[Records of labeled boxes]
*-*-*
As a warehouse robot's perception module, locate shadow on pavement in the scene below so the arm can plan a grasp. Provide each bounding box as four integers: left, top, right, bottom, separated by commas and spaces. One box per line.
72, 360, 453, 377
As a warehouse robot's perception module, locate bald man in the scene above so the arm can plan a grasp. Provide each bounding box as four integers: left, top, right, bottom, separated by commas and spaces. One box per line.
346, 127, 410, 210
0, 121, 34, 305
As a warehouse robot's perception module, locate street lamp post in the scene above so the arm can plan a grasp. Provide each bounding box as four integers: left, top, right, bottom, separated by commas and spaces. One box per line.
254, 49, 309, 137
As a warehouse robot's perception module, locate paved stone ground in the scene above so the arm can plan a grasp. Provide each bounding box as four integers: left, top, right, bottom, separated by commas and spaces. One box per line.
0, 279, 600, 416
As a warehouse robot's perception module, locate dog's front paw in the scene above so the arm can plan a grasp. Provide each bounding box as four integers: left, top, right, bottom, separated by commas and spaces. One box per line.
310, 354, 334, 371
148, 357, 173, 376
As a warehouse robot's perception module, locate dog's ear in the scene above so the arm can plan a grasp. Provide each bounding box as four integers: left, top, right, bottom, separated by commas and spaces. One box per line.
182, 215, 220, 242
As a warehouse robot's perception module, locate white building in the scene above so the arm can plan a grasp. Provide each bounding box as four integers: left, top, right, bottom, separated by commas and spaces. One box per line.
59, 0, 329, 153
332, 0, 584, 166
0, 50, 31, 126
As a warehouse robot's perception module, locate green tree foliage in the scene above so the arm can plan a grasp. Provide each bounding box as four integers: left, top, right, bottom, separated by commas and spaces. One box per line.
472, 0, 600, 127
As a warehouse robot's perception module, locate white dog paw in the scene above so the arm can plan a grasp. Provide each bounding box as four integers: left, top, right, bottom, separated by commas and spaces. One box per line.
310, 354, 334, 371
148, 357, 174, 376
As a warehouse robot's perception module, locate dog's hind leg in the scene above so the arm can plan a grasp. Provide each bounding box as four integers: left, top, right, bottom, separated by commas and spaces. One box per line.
*-*-*
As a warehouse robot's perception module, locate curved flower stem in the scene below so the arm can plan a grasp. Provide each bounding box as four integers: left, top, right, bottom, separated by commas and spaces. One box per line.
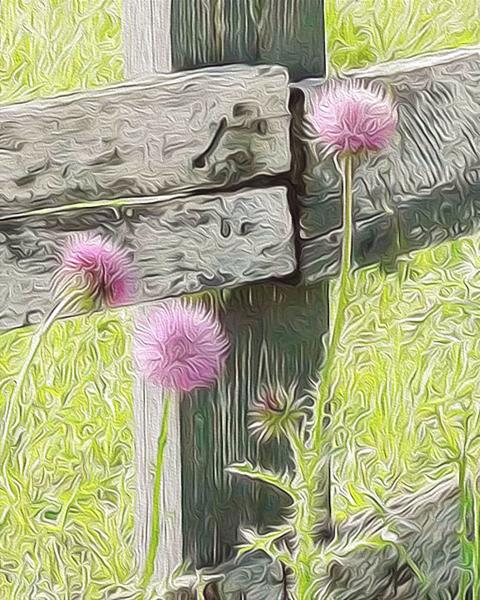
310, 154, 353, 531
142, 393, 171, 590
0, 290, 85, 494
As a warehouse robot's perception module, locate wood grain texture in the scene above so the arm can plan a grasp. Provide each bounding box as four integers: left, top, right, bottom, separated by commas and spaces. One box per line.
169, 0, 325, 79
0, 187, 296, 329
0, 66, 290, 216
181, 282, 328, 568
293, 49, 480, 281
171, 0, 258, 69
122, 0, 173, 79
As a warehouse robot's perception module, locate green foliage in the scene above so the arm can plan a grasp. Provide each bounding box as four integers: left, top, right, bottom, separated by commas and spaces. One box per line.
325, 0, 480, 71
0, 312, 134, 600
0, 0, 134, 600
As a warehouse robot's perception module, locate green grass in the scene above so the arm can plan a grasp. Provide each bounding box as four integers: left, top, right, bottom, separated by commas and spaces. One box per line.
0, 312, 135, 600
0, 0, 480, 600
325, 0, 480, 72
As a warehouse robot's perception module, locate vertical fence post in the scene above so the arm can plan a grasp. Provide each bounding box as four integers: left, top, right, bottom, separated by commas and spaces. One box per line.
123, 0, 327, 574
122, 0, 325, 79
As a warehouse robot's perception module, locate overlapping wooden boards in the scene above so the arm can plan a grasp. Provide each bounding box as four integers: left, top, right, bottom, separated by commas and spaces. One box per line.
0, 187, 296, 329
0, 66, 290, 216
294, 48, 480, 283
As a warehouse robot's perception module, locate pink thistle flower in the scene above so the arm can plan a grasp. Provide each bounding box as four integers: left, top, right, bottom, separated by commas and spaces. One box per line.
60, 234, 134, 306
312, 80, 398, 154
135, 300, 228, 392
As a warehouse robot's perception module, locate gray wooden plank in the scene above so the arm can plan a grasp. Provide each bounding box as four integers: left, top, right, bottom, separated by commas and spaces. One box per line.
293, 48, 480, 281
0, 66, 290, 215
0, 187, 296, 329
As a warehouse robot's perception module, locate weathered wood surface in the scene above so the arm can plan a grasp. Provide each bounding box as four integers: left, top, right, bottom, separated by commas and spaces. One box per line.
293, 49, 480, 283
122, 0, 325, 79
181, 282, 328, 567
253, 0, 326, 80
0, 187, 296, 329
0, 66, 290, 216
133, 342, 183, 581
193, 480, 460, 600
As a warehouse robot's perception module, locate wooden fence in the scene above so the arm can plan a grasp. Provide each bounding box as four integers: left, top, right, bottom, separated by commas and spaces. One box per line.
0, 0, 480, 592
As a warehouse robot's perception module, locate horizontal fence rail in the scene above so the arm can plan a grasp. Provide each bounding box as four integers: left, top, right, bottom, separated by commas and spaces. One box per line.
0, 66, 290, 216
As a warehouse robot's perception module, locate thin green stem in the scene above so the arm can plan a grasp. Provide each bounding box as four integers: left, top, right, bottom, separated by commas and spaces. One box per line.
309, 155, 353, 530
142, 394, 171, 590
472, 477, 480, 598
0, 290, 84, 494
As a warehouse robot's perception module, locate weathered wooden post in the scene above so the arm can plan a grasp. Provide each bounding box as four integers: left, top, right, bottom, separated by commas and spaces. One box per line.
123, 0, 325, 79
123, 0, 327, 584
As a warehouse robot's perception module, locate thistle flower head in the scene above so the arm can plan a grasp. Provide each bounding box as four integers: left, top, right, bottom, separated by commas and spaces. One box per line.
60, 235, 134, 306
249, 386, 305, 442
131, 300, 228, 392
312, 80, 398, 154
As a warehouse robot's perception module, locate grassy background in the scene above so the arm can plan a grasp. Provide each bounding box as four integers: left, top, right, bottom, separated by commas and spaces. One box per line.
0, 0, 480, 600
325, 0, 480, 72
*-*-*
**DO THIS**
Please retype the data above word for word, starting at the line that contains "As a warehouse robot's perception module, locate shadow" and ending at the line that contains "0, 279, 600, 416", with both of those lines included.

**FINAL RESULT**
As a warehouse robot's perception module, locate shadow on pavement in the scene below so the arm can plan a grasp. Provide each bounding box as four integers: left, top, right, bottom, separated by commas and spaces. One box per line.
72, 360, 453, 377
As a warehouse robot's perception module, locate bald man in the scene above so the arm can plan a grasp. Provide each bounding box as four integers: left, top, right, bottom, separated by commas and spaces. One box per line.
346, 127, 410, 210
0, 121, 34, 305
As a warehouse robot's perception module, locate street lamp post in the scene above so the arm can plan a grasp. Provide each bounding box as four integers: left, top, right, bottom, separated by commas and spaces. One box per line.
254, 49, 309, 137
As a warehouse robot's perception module, locate paved stone ground in the scene above so the arm can plan a grasp. Provide each bounding box as four integers: left, top, right, bottom, separated by commas and spaces. One box per line.
0, 279, 600, 416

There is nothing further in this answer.